December 3, 2006 at 10:21 PM · I hung my Grandmother's 1920s Sear's violin on the wall. That violin spent sixty years in a Pennsylvania country farm house attic, cooking in the summer and freezing in the winter, so it is pretty much ruined. Not that it was great in the first place! I keep my good violin in the case when not in use.

December 4, 2006 at 08:19 AM · Just make sure the sunlight never reaches it - any time of day and any time of year. What is an OK position in summer could become sun-filled at another time of year.

December 4, 2006 at 09:57 PM · You know the expression "Nature abhors a vacuum". Just think of all the moths, flies, ants etc that could make a home of your violin if it hung on the wall. (Spiders are OK though because they eat all of the above).

I had a mouse running round my flat this summer, and the thought that he probably ran over my violin case is revolting. Mice are good climbers, and they get everywhere. A mouse can squeeze through a hole equivalent to the diameter of a biro pen because they don't have bones, just cartlidge. They are really amazing creatures, but really I wouldn't want one crawling over my violin. Yuk!

December 5, 2006 at 02:17 AM · Quote: I like to play Menuhin solo performances, and then I say to my violins, "See? Sound like that!"

Alan, that really cracked me up!

December 5, 2006 at 11:53 PM · The advice that hanging your violin is fine "assuming the humidity is in a good range" means, for all practical purposes, keep it in a case.

Also, the idea that changes in humidity resulting from moving it in and out of a case will cause cracks I think is overstating that danger; and according to one theory, the changes in humidity caused by seasonal changes over the years or more rapid changes over a shorter time contributes to the desirable tone of many older instruments.

December 6, 2006 at 12:48 AM · Peter,

I own many expensive instruments, therefor the humidity in my studio is controlled to stay within 40 - 45% humidity at all times. many people that own expensive pianos do the same. It is not all that difficult to do, and well worth the investment. Additionally, as I wrote, you will then need to re-tune less, which increases the useful life of your strings. Thus, such an investment can pay for itself in the long-run. (it's also better for your health)

As for humidity-cyling, that is only a theory, though I happen to believe in it. Still, that's not the same as a quick humidity change. The latter has much more chance of causing cracks & open seams. Additionally, how many instruments have been damaged because a small humidifier was kept in the case, during the winter, and the water dried-out? keeping the whole room stable is actually much easier, and much safer.

Ask anyone who owns a violin store (where, BTW, there are rarely instances of moths or mice living inside the f-holes)

December 7, 2006 at 02:40 PM · Interesting. My daughter and I have thought about doing this, but I never thought about the humidity issue. We were just thinking about it as a convenience factor. You can grab it and play all day!

December 7, 2006 at 08:35 PM · Yup.

-but heed the advice of others about drafts & direct sunlight. (and don't even THINK about it unless you have humidity contol for the entire room.)

Don't worry about that other stuff, if that were true, every violin store in the world would be overrun with mice & moths, battling it out for their favorite f-hole. Not gonna' happen.

**Given instruction 1**
Summarize the forum thread about hanging violins on the wall in two sentences.
**Given instruction 2**
Transcribe word for word the part of the forum thread between "December 5, 2006 at 02:17" and "it in a case.", inclusive.

**Available data**

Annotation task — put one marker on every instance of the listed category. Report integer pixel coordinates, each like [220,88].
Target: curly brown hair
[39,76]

**Final answer 1**
One poster has hung a grandmother's 1920s violin, ruined by decades in an attic, on the wall but keeps a good violin in its case, and others warn about sunlight and about insects and mice getting to an exposed instrument. A poster whose studio humidity stays at 40–45% argues that wall hanging works only with humidity control for the entire room and away from drafts and direct sunlight, noting that violin stores rarely have moths or mice living in their instruments.

**Final answer 2**
December 5, 2006 at 02:17 AM · Quote: I like to play Menuhin solo performances, and then I say to my violins, "See? Sound like that!"

Alan, that really cracked me up!

December 5, 2006 at 11:53 PM · The advice that hanging your violin is fine "assuming the humidity is in a good range" means, for all practical purposes, keep it in a case.